╔══

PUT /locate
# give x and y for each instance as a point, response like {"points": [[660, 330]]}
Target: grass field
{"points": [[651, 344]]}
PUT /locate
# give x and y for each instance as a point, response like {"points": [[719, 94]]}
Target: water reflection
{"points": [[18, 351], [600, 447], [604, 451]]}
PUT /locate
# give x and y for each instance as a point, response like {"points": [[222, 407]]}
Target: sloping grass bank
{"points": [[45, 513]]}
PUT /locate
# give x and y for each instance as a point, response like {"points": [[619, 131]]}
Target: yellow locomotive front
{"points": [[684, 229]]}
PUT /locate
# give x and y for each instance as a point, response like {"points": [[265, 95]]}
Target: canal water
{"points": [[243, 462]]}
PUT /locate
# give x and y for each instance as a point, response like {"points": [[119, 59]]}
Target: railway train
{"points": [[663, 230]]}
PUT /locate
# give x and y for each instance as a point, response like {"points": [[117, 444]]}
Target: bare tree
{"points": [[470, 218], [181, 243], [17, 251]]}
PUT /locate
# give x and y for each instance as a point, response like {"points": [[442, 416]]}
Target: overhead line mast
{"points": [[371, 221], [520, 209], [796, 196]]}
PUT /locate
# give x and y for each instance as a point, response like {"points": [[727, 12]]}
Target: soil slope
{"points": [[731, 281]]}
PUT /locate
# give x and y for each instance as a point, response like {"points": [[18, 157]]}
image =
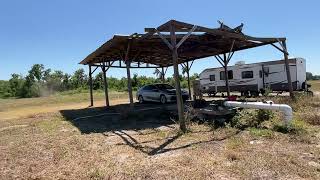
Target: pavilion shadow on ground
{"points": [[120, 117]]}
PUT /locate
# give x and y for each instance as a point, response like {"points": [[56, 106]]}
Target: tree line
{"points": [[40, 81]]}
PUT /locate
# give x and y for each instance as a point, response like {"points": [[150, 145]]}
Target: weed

╚══

> About this task
Print the records again exactly, without the pictures.

> The completed task
PUT /locate
# give x and y for each instance as a point, response like {"points": [[660, 330]]}
Target: grass field
{"points": [[651, 344]]}
PUT /locate
# give x and y for each instance as a point, response like {"points": [[719, 94]]}
Target: water reflection
{"points": [[18, 351], [600, 447], [604, 451]]}
PUT /locate
# give x and y for each instance as a point, response like {"points": [[222, 407]]}
Target: sloping grass bank
{"points": [[45, 513]]}
PUT /locate
# give x and y for each instance as a point, response like {"points": [[619, 131]]}
Target: yellow locomotive front
{"points": [[684, 229]]}
PUT /locate
# give x and y for each instance as a point, response like {"points": [[265, 95]]}
Target: canal water
{"points": [[243, 462]]}
PUT /locate
# give x and y for each instance as a point, response like {"points": [[119, 59]]}
Target: railway train
{"points": [[663, 230]]}
PUT /locate
# give x and y for each instance as a point, response like {"points": [[117, 444]]}
Target: bare tree
{"points": [[470, 218], [181, 243], [17, 251]]}
PUT /locate
# give x and y for each instance as a point, response like {"points": [[442, 416]]}
Target: overhead line mast
{"points": [[371, 221], [520, 209], [796, 196]]}
PUT /locate
# give x and y for each instance as a point, response like {"points": [[727, 12]]}
Target: soil slope
{"points": [[731, 281]]}
PUT /locate
# give x and y for each instance as a point, response like {"points": [[18, 157]]}
image =
Target: pavilion shadow on ground
{"points": [[120, 117]]}
PUT /locate
# give x and y for each instance as a point, response like {"points": [[56, 106]]}
Target: tree line
{"points": [[40, 81]]}
PUT /locate
# give x and y for each instance as a point, response like {"points": [[150, 145]]}
Target: weed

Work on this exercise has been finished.